Não interessa, já entrei. E no mesmo momento um casal rodopiou à minha frente, em completa felicidade. E a casa não estava abandonada, o chão não estava a cair. Vi as paredes forradas com o mais resplandecente papel de parede, o chão perfeitamente encerado e brilhante, móveis da mais fina madeira colocados nos sítios perfeitos, escolhidos cuidadosamente e ao detalhe com a atenção de quem viu naquela casa a oportunidade de uma vida feliz, bibelots delicados sobrepostos em naperons de maravilhosa qualidade levada a sério por mãos calejadas de anos a manejar agulhas próprias à linha n.º 6, n.º 12... Vi tapetes, do mais refinado gosto e em perfeita harmonia com as cortinas que se me assemelharam perfeitamente cuidadas em vez dos decrépitos trapos que neste momento jazem naquele sítio. E uma mesa, uma grande mesa.
Da mesma maneira que apareceu, o casal dá lugar a um grupo barulhento, alegre, inundado com a estonteante panóplia de sons, cores, vozes e risos característica de um grupo de amigos que sabem que é uns com os outros que poderão contar nos dias à frente e que são aquelas pessoas que terão valor na altura em que cometerem os mais incompreensíveis pecados públicos ou para sempre guardados no olhar do rapaz sardento que tenta esquecer o que fez enquanto sorri ao sentir o toque da pele dela, que ao seu lado tanto tempo nunca se apercebeu do que ele sente por ela. Há copos na mesa, copos vazios, cheios, meio cheios ou meio vazios. Há pratos com comida parcialmente devorada que mesmo assim se mantém apetecível. E cartas. As cartas que os que querem jogar sabem que nunca vão usar por causa daqueles que sabem que as suas capacidades mínimas vão ser claramente gozadas, situação que preferem evitar. Tudo brilha, tudo transmite excitação, delírio de alegria, paz e segurança. E depois viro-me.

**********

- EXERCÍCIO A
Responda com base no texto sobre a casa:
(i) Com que estavam forradas as paredes?
(ii) Que números de linha são indicados para as agulhas?
(iii) Em que estados se encontravam os copos na mesa?
O texto e os registos não têm qualquer relação entre si.

**********

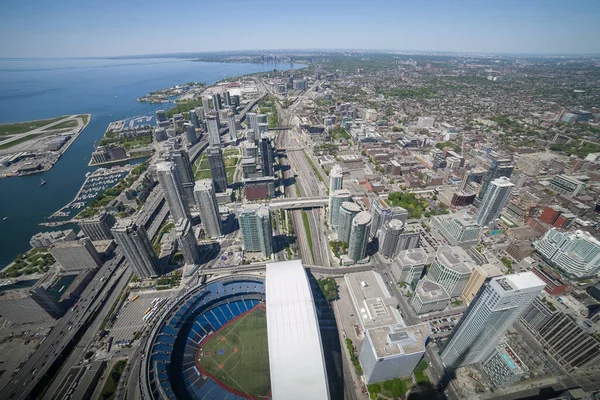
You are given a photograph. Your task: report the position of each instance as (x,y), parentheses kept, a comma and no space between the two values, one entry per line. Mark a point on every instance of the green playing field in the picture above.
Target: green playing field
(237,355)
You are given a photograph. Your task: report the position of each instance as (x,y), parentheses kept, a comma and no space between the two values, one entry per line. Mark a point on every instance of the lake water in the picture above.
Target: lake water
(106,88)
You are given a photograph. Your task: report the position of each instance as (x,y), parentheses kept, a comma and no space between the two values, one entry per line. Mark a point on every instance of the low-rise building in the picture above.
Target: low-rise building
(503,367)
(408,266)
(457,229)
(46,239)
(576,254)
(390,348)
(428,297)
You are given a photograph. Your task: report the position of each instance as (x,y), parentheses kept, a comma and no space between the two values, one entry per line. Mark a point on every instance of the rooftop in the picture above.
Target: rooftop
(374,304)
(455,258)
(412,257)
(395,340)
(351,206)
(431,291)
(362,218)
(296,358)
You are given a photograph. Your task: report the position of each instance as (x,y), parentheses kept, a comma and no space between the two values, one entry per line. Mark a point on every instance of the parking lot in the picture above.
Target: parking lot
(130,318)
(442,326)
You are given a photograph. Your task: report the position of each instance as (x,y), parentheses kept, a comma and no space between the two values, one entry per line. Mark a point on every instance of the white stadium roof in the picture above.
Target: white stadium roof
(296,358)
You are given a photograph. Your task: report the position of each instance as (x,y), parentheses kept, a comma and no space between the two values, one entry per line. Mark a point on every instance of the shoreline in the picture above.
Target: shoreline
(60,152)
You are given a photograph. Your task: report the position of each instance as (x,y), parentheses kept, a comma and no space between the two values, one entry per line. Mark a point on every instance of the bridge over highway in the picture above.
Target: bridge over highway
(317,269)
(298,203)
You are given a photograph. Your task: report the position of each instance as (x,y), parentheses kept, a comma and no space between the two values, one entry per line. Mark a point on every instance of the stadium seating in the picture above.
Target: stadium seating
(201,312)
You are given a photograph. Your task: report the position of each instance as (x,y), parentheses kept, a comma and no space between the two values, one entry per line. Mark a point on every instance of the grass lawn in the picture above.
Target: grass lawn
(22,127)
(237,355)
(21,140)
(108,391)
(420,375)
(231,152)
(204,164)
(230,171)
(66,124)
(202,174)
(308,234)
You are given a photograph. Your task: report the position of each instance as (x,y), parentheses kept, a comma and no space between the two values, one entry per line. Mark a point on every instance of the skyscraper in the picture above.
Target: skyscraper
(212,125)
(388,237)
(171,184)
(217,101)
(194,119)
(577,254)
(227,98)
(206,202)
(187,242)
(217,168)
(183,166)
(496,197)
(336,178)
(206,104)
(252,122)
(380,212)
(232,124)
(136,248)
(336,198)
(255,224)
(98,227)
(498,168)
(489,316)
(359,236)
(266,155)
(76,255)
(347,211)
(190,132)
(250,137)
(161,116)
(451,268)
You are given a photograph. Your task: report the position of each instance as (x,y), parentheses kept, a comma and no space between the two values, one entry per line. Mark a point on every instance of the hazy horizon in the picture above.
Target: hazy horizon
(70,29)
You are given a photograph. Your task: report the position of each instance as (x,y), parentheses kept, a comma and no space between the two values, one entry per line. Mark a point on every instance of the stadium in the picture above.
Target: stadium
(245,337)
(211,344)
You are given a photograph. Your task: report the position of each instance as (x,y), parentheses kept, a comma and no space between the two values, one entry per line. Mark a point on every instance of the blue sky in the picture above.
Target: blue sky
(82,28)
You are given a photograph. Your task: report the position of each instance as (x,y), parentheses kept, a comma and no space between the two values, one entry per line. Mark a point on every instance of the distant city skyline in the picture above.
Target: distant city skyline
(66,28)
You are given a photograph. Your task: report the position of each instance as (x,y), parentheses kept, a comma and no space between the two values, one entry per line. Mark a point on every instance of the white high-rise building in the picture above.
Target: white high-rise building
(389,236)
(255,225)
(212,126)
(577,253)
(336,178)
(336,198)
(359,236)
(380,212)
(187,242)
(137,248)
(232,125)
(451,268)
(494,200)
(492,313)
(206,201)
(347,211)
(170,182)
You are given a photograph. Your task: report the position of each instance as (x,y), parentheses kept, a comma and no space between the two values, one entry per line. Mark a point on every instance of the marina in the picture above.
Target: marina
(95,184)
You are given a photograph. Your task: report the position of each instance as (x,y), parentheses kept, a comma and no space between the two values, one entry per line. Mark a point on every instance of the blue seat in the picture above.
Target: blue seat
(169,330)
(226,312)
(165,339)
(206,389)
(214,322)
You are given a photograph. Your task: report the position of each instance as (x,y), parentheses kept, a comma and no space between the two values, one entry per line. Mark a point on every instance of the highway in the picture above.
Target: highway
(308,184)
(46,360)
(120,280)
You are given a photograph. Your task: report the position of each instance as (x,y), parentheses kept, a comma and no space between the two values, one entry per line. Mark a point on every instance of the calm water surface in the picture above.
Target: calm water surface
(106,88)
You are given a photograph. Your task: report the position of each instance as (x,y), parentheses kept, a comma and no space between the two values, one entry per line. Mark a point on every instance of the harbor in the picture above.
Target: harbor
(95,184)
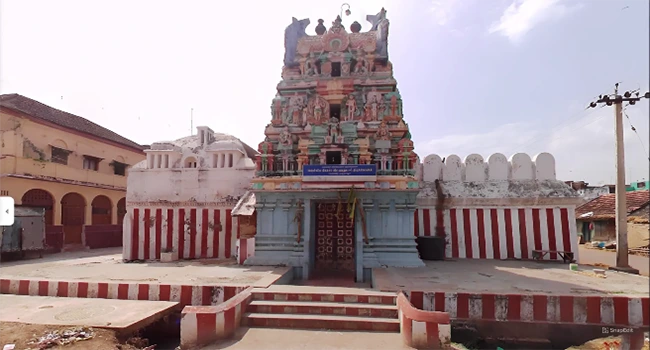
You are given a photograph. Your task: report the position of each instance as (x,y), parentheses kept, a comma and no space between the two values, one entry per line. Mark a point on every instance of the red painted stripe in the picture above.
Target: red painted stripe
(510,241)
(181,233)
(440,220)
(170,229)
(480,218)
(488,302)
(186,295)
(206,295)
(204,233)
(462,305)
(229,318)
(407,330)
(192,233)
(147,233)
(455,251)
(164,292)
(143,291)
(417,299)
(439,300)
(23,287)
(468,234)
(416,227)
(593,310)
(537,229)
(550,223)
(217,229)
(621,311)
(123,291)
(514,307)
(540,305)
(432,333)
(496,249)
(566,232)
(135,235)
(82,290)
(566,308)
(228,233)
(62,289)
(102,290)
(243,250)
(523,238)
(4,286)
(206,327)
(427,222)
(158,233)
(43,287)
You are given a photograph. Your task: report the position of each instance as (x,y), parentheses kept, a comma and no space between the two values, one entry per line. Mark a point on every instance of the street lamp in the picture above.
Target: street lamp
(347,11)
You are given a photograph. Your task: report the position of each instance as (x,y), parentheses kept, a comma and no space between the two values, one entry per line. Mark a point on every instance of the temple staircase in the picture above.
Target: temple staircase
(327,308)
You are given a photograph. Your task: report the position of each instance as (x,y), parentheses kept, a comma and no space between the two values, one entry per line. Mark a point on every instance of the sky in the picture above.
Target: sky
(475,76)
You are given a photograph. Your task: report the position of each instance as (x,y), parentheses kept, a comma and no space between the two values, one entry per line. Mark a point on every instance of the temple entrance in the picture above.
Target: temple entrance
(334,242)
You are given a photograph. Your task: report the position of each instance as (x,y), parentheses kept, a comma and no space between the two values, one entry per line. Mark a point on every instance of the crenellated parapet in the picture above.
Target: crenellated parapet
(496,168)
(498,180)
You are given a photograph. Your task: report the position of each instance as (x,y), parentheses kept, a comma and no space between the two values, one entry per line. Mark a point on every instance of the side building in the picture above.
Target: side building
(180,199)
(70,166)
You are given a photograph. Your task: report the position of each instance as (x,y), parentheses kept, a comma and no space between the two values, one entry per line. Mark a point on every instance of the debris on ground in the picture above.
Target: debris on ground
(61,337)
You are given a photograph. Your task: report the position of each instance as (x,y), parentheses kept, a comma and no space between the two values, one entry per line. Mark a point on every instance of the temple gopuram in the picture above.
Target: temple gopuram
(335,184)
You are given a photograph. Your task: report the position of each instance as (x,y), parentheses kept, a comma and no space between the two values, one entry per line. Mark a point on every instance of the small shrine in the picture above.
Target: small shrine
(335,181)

**********

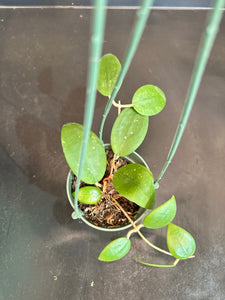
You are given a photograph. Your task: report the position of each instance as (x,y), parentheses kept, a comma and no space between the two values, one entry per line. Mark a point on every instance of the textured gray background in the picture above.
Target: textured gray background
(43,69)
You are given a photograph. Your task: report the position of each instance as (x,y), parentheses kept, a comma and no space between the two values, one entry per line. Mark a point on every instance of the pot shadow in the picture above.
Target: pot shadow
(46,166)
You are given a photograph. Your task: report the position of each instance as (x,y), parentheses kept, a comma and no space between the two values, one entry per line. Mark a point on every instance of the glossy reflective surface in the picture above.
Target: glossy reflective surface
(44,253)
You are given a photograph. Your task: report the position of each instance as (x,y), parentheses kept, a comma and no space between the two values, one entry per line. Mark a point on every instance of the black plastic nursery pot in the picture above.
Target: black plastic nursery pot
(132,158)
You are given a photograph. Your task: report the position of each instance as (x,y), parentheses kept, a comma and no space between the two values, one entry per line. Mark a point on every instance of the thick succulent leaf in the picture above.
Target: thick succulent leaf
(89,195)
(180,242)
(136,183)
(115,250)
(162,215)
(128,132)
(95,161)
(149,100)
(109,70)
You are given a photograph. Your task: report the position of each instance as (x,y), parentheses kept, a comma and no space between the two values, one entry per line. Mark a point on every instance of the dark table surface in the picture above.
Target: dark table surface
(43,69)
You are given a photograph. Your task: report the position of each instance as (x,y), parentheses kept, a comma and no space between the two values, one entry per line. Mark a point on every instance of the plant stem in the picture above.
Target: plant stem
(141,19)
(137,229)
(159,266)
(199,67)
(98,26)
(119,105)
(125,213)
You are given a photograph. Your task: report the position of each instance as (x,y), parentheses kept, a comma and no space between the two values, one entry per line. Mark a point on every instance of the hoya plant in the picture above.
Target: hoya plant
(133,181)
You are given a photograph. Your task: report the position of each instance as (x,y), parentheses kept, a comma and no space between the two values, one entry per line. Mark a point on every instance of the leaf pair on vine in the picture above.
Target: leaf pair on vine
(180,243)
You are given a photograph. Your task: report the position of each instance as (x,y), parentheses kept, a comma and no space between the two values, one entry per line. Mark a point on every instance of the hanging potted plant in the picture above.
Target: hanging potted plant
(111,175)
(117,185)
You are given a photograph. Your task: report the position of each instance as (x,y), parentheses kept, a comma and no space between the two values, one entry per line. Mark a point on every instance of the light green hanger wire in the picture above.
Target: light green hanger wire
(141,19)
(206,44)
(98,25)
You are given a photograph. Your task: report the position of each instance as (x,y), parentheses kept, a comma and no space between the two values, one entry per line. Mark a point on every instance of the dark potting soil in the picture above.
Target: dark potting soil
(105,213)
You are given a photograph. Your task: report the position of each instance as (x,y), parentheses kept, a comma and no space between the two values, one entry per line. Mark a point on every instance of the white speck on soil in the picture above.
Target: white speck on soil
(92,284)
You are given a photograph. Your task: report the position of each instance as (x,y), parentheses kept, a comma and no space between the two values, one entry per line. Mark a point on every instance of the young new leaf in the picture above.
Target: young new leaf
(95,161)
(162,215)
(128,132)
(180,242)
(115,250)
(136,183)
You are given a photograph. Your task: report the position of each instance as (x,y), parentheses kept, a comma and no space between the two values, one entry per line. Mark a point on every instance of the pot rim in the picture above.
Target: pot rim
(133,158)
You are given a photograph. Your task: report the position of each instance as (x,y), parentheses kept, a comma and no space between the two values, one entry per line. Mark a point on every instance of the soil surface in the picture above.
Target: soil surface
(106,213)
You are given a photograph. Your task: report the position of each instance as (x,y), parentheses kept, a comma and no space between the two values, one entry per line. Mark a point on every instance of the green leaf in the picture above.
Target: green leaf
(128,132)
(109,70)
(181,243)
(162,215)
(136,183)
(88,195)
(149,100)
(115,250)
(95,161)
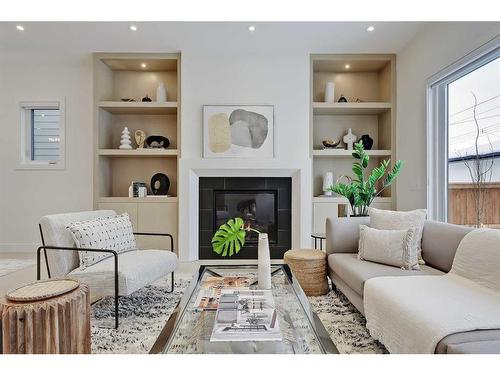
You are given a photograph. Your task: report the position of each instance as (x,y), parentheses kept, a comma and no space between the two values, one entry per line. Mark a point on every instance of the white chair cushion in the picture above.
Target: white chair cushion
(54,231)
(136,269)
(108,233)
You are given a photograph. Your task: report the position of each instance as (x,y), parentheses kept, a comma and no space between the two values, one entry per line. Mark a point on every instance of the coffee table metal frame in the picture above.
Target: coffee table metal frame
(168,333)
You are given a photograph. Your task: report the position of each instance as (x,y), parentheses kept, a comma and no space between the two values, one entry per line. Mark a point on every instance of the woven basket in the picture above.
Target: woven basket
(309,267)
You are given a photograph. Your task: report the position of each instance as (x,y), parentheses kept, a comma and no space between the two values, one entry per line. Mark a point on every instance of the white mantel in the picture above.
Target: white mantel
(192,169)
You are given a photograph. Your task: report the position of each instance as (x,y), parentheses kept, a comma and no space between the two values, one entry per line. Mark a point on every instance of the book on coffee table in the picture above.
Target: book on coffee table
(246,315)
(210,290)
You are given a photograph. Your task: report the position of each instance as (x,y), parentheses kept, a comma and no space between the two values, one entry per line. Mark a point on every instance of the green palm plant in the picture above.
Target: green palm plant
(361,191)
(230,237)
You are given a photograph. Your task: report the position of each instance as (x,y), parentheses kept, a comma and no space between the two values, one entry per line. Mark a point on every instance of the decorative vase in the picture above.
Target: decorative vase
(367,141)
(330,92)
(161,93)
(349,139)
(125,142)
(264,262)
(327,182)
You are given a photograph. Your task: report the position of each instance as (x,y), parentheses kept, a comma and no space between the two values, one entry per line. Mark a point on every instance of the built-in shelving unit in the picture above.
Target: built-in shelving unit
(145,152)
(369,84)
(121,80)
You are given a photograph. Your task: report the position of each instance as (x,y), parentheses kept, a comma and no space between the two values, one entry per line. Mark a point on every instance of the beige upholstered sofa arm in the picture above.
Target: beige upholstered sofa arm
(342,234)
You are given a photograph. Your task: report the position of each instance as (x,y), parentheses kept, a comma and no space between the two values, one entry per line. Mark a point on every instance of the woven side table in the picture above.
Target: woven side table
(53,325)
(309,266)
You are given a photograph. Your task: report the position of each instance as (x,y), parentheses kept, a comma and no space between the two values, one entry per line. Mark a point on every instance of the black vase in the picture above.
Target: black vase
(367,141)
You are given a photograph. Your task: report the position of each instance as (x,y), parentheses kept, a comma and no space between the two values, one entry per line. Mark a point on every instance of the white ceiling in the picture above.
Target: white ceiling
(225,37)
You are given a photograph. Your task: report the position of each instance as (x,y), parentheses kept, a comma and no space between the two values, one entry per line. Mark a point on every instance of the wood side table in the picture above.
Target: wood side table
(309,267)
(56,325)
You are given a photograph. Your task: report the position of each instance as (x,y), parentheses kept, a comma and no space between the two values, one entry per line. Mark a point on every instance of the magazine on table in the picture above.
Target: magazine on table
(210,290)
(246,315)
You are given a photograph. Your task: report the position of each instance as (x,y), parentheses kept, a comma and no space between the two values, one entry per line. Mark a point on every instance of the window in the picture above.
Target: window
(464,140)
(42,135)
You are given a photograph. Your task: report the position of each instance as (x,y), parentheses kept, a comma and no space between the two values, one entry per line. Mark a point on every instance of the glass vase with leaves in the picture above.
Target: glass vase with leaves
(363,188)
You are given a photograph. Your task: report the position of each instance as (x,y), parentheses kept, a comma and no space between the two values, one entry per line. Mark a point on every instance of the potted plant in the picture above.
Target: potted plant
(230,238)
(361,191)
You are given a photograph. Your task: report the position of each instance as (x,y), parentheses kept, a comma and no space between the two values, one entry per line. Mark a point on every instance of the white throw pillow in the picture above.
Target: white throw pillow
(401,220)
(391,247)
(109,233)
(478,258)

**********

- EXERCÍCIO B
Encontre nos registos todas as linhas que contêm a palavra "lamp" e transcreva-as. A distinção entre maiúsculas e minúsculas é relevante.

- RESPOSTA A
(i) Com o mais resplandecente papel de parede.
(ii) N.º 6 e n.º 12.
(iii) Vazios, cheios, meio cheios ou meio vazios.

- RESPOSTA B
You are given a photograph. Your task: report the position of each instance as (x,y), parentheses kept, a comma and no space between the two values, one entry per line. Mark a point on every instance of the street lamp in the picture above.
Target: street lamp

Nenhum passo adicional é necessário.